● **Exercise prompt**
In the records below, copy out word for word the lines starting with the one containing "If you could indicate the bus roof" and going on through the one containing "point(1079, 233)", both ends included.

● **Entries shown**
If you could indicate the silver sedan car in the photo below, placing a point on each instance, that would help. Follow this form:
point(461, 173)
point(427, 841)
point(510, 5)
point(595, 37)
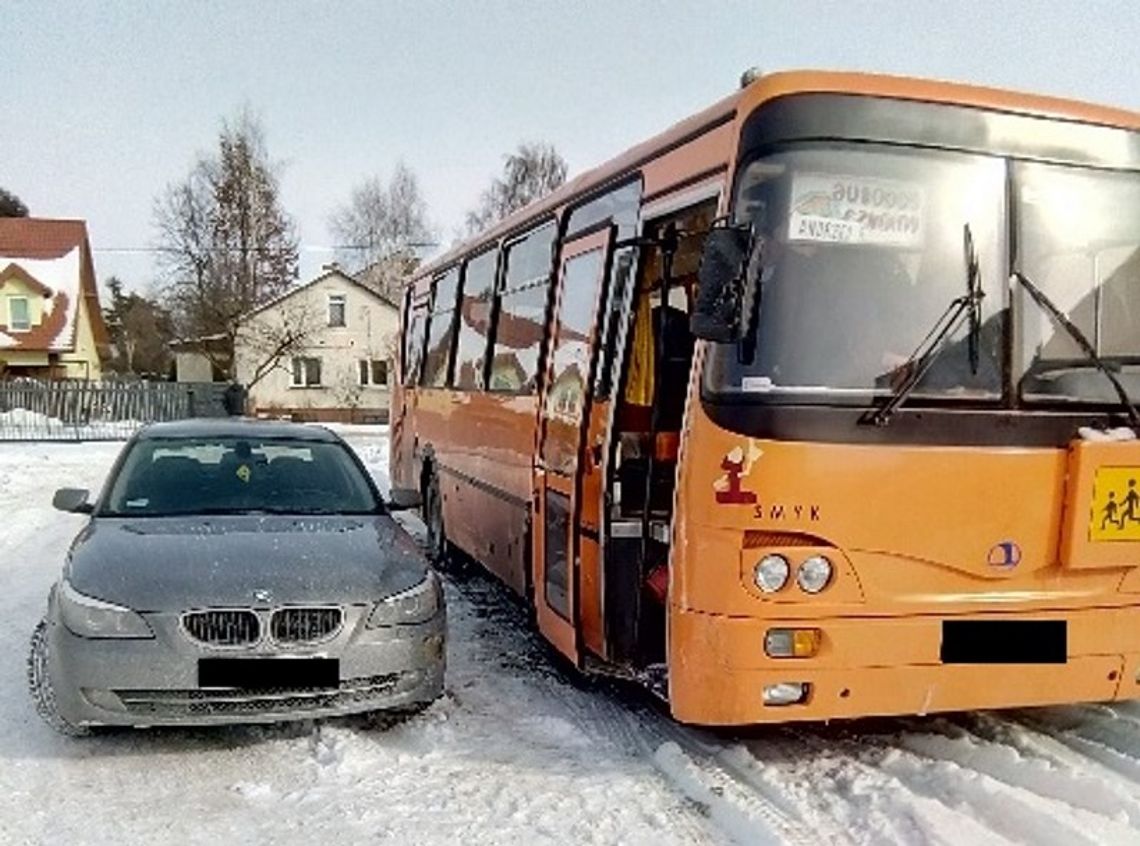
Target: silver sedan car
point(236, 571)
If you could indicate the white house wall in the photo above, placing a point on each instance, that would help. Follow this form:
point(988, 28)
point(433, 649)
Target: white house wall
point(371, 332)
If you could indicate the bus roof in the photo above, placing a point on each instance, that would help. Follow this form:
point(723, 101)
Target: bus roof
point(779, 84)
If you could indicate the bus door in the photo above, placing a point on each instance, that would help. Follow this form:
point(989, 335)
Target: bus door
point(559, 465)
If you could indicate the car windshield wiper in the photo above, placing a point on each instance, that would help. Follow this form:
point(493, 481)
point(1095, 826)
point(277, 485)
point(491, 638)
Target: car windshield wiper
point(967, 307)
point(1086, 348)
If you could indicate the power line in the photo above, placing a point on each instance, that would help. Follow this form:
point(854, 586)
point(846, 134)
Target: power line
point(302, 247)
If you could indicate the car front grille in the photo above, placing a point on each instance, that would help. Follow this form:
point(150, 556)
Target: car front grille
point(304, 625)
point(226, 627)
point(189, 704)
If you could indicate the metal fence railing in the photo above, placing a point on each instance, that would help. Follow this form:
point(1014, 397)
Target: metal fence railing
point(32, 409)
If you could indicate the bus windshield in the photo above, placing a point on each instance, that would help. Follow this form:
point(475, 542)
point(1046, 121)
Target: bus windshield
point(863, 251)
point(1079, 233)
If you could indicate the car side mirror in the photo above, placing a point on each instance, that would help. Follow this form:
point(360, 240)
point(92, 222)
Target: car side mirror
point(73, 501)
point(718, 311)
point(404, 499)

...

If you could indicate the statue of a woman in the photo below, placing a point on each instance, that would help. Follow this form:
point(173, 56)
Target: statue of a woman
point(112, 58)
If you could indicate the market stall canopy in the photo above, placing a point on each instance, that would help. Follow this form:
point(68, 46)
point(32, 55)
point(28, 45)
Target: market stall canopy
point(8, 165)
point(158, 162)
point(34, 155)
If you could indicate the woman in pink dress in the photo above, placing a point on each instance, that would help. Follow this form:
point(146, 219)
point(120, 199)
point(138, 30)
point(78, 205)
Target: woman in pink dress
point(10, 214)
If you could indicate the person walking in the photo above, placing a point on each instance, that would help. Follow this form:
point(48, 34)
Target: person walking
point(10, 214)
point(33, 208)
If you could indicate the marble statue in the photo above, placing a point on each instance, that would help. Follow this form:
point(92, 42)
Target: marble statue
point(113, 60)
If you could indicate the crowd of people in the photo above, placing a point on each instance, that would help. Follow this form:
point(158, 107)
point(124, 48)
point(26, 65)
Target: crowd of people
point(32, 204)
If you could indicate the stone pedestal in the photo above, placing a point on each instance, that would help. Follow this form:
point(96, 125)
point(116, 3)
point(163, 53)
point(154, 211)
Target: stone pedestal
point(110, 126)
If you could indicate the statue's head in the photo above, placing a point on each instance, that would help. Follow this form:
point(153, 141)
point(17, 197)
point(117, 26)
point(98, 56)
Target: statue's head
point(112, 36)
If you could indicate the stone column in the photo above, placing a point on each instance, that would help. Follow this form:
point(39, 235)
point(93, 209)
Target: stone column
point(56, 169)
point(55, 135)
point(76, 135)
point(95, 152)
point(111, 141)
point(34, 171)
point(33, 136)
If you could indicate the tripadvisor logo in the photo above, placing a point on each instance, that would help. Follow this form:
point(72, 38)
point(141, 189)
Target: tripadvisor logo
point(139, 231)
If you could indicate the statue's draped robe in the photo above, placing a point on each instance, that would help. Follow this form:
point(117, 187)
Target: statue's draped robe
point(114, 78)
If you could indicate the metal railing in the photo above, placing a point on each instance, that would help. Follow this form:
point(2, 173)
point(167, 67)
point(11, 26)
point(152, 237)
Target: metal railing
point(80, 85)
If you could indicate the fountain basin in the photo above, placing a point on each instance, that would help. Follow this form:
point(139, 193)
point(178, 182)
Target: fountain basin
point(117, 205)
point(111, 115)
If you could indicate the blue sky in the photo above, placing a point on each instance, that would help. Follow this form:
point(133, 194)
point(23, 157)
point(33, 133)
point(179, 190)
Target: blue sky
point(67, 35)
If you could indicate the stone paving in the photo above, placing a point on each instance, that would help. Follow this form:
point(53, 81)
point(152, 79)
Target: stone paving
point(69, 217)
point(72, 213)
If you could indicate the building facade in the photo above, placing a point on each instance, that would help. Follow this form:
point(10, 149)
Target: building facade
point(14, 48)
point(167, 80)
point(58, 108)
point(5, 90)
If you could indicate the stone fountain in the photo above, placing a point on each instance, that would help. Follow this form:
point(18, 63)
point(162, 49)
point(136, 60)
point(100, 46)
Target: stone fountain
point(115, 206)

● **Result for this task**
If you could indicate the bus roof in the photo above, placing a point on each instance, that would help. Follow this form:
point(723, 101)
Target: bus roof
point(779, 84)
If you could indicate the bus door in the photo above, placing a point on each instance, that would help. Follow this form:
point(989, 335)
Target: bus door
point(559, 465)
If you could indicate the car windshield wiper in the photo above, placing a point on each instance, that would help. Follow this form:
point(493, 481)
point(1095, 826)
point(277, 485)
point(491, 638)
Target: car windshield wiper
point(967, 307)
point(1086, 348)
If you could indicate the power line in the photo above, placing a point on each instance, that would help. Follow this form:
point(854, 586)
point(846, 134)
Target: power line
point(302, 247)
If you could indicate the car front grille in the photo above, placing a point on each instance, that would help. Follow this form:
point(150, 556)
Target: car front grille
point(304, 625)
point(226, 627)
point(189, 704)
If you could indicate the metal fence railing in the photo above, placing a point on each instance, that would help. Follow this form:
point(1014, 397)
Target: metal fence railing
point(32, 409)
If you could indicate the bus windshield in the photo above, placing a point on each instance, that would help. Follow this form:
point(475, 542)
point(1046, 121)
Target: bus windshield
point(863, 251)
point(1079, 233)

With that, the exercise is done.